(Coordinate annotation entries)
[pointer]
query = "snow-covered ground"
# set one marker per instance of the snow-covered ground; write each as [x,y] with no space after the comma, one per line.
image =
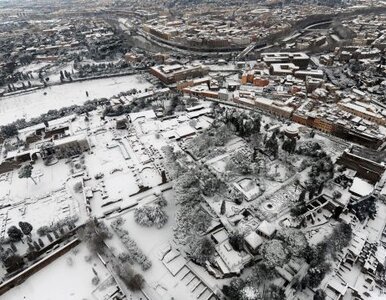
[69,277]
[33,104]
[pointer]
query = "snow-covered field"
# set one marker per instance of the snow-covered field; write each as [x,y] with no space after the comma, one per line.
[69,277]
[33,104]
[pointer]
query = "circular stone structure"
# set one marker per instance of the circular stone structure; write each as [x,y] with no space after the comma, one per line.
[291,131]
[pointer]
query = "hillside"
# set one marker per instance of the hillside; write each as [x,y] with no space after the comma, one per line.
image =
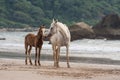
[24,13]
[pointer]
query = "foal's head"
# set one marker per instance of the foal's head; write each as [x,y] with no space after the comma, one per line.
[42,31]
[53,27]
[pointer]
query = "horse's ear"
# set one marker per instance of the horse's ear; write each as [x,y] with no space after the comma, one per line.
[53,20]
[56,21]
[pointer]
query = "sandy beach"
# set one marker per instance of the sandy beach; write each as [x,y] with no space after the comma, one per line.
[15,69]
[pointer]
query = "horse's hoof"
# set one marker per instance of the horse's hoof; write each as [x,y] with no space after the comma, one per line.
[68,66]
[35,64]
[39,64]
[31,64]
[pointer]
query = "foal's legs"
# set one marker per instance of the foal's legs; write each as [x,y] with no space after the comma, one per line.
[36,56]
[30,55]
[26,51]
[39,55]
[67,56]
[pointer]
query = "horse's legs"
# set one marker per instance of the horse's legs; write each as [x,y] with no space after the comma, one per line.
[30,55]
[54,55]
[67,56]
[57,55]
[35,56]
[39,55]
[26,51]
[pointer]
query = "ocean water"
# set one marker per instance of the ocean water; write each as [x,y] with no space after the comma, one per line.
[99,48]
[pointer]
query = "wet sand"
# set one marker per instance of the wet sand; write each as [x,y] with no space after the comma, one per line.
[15,69]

## [Problem requirements]
Find every line of the material that contains the string "circular" and copy each one out, treating uppercase and lowercase as different.

## [Reply to the exercise]
query = "circular stone structure"
# set one marker per instance of the circular stone structure; write each as [x,y] with no space after the comma, one per line.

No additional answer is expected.